▶ _Short task_
Set down the material once more, exactly as it appears.

+===+

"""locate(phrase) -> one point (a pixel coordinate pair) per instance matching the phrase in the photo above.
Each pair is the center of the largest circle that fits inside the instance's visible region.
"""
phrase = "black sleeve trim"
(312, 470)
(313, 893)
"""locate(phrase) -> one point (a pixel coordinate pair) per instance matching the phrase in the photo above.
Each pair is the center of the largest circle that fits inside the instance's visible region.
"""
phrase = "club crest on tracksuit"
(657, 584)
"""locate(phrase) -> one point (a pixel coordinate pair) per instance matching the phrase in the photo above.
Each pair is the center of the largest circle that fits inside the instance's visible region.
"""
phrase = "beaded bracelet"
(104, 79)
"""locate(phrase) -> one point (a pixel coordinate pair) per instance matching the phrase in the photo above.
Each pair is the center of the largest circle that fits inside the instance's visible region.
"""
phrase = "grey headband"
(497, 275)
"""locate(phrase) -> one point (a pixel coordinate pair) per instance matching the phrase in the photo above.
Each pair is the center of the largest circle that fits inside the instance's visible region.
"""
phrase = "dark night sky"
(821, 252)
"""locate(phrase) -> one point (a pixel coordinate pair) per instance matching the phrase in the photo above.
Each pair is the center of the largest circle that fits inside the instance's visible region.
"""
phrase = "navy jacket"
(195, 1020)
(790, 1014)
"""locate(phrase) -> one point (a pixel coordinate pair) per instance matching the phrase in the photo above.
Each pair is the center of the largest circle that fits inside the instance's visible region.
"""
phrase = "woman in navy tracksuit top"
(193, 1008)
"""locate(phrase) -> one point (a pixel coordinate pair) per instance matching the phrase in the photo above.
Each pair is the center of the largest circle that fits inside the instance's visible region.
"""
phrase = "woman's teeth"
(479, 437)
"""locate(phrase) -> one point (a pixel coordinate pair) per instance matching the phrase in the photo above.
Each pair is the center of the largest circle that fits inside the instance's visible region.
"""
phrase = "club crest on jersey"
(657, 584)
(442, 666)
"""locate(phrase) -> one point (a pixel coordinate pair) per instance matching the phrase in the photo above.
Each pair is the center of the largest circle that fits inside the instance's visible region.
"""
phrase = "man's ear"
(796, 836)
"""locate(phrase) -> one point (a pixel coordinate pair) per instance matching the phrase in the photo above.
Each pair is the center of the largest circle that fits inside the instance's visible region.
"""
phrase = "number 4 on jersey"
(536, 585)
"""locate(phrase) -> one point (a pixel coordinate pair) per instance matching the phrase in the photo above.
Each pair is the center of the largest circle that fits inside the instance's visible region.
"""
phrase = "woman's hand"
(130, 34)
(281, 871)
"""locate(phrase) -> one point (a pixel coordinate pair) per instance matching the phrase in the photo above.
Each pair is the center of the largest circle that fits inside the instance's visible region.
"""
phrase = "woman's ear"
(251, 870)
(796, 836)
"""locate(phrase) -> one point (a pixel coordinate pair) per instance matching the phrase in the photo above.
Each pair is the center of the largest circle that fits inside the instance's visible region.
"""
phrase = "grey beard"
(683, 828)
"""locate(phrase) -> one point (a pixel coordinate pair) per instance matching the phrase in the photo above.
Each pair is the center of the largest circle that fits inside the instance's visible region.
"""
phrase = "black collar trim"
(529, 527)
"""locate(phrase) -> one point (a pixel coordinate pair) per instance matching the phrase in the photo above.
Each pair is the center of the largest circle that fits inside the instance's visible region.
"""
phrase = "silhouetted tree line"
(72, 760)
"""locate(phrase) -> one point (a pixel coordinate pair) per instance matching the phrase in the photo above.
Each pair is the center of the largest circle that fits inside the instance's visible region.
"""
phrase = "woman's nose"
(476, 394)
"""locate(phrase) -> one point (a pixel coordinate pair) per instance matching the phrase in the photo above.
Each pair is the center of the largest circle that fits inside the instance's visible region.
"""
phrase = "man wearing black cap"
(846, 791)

+===+

▶ _Exercise solution_
"""locate(phrase) -> one point (a pixel coordinate pair) per instance matching the phrase in the photo above.
Each pair is the center of the largest circle that fits inside the instance's visible region.
"""
phrase = "black sleeve trim"
(312, 470)
(313, 893)
"""locate(phrase) -> one point (a pixel coordinate pair) per instance matching the phrase in the photo above.
Each pair is the center of the largest circle that fits inside the instance's visible region.
"""
phrase = "club crest on tracksuit"
(657, 584)
"""locate(phrase) -> one point (a pixel coordinate pair) per instance matching the phrase in the photo above.
Each pair is the center of the largest circle that fits inside the instance's visible region.
"""
phrase = "beaded bracelet"
(104, 79)
"""locate(phrase) -> one point (a pixel coordinate pair) per instance matching the phrase in the photo above.
Each pair is the center of the largest circle that fits inside the instance's visible region.
"""
phrase = "grey headband"
(497, 275)
"""locate(phrase) -> one point (a pixel coordinate pair) per instance matching the phrase in the photo above.
Each pair is the center of the largest circle that fits inside the instance's visible region.
"""
phrase = "dark night sky"
(821, 252)
"""locate(phrase) -> one point (a pixel coordinate pair) per instance matching the phrase in the photo above.
Each pair is the center of the largest circle that fits inside the instance's visible region.
"""
phrase = "navy jacket"
(195, 1020)
(790, 1014)
"""locate(phrase) -> one point (a pixel coordinate pair) per instance matching the phrase in the photo above.
Each pair is the center of the largest circle that fits inside the instance's visible region.
"""
phrase = "woman in navy tracksuit top"
(193, 1008)
"""locate(phrase) -> one point (a pixel coordinate pair) per instance matching the phrase in the photo above.
Each pair is the center of the largest circle that fits inside the instance's visible region.
"""
phrase = "woman's teeth"
(479, 437)
"""locate(phrase) -> one point (a pixel coordinate pair) per instance matching the phrase in the photo above.
Each pair is the center of the largest circle that fits inside the instance's visible region.
"""
phrase = "club crest on jersey"
(657, 584)
(442, 666)
"""locate(phrase) -> one point (a pixel coordinate pair) per instance matching the phrase in the photo above.
Each pair is the center of the largest circle that fits inside the instance's visible region.
"""
phrase = "man's ear"
(796, 836)
"""locate(phrase) -> one point (a pixel coordinate pair) per instance matching the phrase in the photo above.
Each pair is the center of the largest circle that fits inside the instance's visible region.
"""
phrase = "number 4 on jersey"
(536, 585)
"""locate(phrase) -> one point (a pixel coordinate pair) per instance matching the phrase in the photo above.
Each pair is the center of the largest circle that fits inside the instance's visible region.
"""
phrase = "woman's hand"
(130, 34)
(281, 871)
"""locate(phrase) -> one point (a pixel coordinate pair) per instance matching the phrase in the photo above.
Each pair is the center of the largest circle that fits inside the instance's visible region.
"""
phrase = "woman's ear"
(251, 870)
(796, 836)
"""locate(phrase) -> one point (a pixel coordinate pair) per instance matching the phrase in the photo above.
Each pair is the center of the largest circle that fits inside the instance's visible region.
"""
phrase = "grey beard"
(683, 828)
"""locate(phrase) -> one point (a pixel coordinate pair) per instance matching the phrase in the photo above.
Each pair is the center of the largest circle that fits inside the instance's visible region.
"""
phrase = "black collar trim"
(529, 527)
"""locate(phrase) -> one point (a pixel coordinate pair) per instance matching the phrase in the photo above.
Each pair is the center of the largest circle that fits inside the instance's visible region.
"""
phrase = "silhouetted tree line"
(72, 760)
"""locate(phrase) -> one point (a pixel coordinate pair) per instance matching the phrase in the photo above.
Each pair is the center of the largest circle that fits inside the instance's visible region.
"""
phrase = "woman's nose"
(476, 394)
"""locate(phrase) -> one point (a pixel coordinate pair) per instance matching the phrase in the photo above.
Each pair is the center of the largest circle that fits inside the instance's visible region.
"""
phrase = "man wearing black cap"
(846, 791)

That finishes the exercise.